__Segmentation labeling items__
────────────────
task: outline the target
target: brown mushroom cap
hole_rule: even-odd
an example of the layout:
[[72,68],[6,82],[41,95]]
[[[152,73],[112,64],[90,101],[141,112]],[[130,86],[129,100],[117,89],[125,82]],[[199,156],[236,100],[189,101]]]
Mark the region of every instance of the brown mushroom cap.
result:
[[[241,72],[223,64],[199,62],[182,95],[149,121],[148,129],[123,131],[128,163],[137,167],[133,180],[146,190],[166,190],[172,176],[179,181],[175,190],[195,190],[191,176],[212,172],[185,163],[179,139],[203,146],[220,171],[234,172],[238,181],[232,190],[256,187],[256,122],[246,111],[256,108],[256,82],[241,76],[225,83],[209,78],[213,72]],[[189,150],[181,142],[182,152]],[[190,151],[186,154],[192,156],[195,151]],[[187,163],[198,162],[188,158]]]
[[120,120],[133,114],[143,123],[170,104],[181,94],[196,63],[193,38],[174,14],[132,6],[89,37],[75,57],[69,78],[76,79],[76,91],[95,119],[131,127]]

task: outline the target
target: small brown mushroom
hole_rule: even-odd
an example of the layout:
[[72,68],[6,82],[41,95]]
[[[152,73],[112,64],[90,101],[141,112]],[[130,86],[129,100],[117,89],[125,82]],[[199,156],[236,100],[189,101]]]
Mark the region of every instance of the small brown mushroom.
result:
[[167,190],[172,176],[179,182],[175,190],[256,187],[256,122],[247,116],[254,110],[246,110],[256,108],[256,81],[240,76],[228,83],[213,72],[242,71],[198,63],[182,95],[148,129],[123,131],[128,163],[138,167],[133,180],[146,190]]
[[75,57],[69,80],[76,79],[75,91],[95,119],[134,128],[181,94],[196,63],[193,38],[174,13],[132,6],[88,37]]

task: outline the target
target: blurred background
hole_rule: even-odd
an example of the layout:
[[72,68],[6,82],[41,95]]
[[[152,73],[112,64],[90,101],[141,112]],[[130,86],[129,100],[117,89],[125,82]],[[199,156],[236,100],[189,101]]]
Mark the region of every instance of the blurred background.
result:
────────────────
__Directive__
Repeat the data verbatim.

__Solution below__
task: outline the target
target: brown mushroom cap
hole_rule: even-odd
an example of the layout:
[[72,68],[6,82],[41,95]]
[[[152,73],[112,64],[90,101],[141,112]],[[130,86],[129,100],[117,89],[125,82]],[[199,156],[236,100],[189,101]]]
Mark the region of every instance of the brown mushroom cap.
result:
[[[241,72],[223,64],[199,62],[182,95],[149,121],[148,129],[123,131],[128,163],[137,167],[133,180],[146,190],[166,190],[172,176],[179,181],[175,190],[195,190],[191,176],[212,172],[185,163],[179,139],[203,146],[220,171],[234,172],[238,181],[232,190],[256,187],[256,122],[246,111],[256,108],[256,82],[241,76],[225,83],[209,78],[213,72]],[[189,150],[181,142],[182,152]],[[190,151],[186,154],[192,156],[195,151]],[[187,163],[198,162],[188,158]]]
[[120,120],[133,114],[143,123],[170,104],[181,94],[196,63],[193,38],[174,14],[132,6],[89,37],[75,57],[69,78],[76,79],[76,91],[95,119],[131,127]]

task: outline the target
target: small brown mushroom
hole_rule: even-odd
an example of the layout:
[[72,68],[6,82],[41,95]]
[[[152,73],[112,64],[90,101],[141,112]],[[130,86],[129,100],[117,89],[125,82]],[[199,156],[236,100],[189,101]]]
Mark the region of every instance of the small brown mushroom.
result:
[[167,190],[172,176],[179,182],[175,190],[256,187],[256,122],[247,116],[254,110],[246,110],[256,108],[256,81],[240,76],[228,83],[213,72],[242,71],[198,63],[182,95],[148,129],[123,131],[128,163],[138,167],[133,180],[146,190]]
[[75,57],[69,80],[76,79],[75,91],[95,119],[134,128],[181,94],[196,63],[193,38],[174,13],[132,6],[88,37]]

task: outline the target
target: blurred background
hole_rule: even-odd
an example of the layout:
[[72,68],[6,82],[41,95]]
[[[152,73],[112,64],[90,101],[141,112]],[[130,86],[129,100],[117,89],[125,82]],[[199,156],[236,100],[189,101]]]
Mark the region of every instance of the blurred background.
result:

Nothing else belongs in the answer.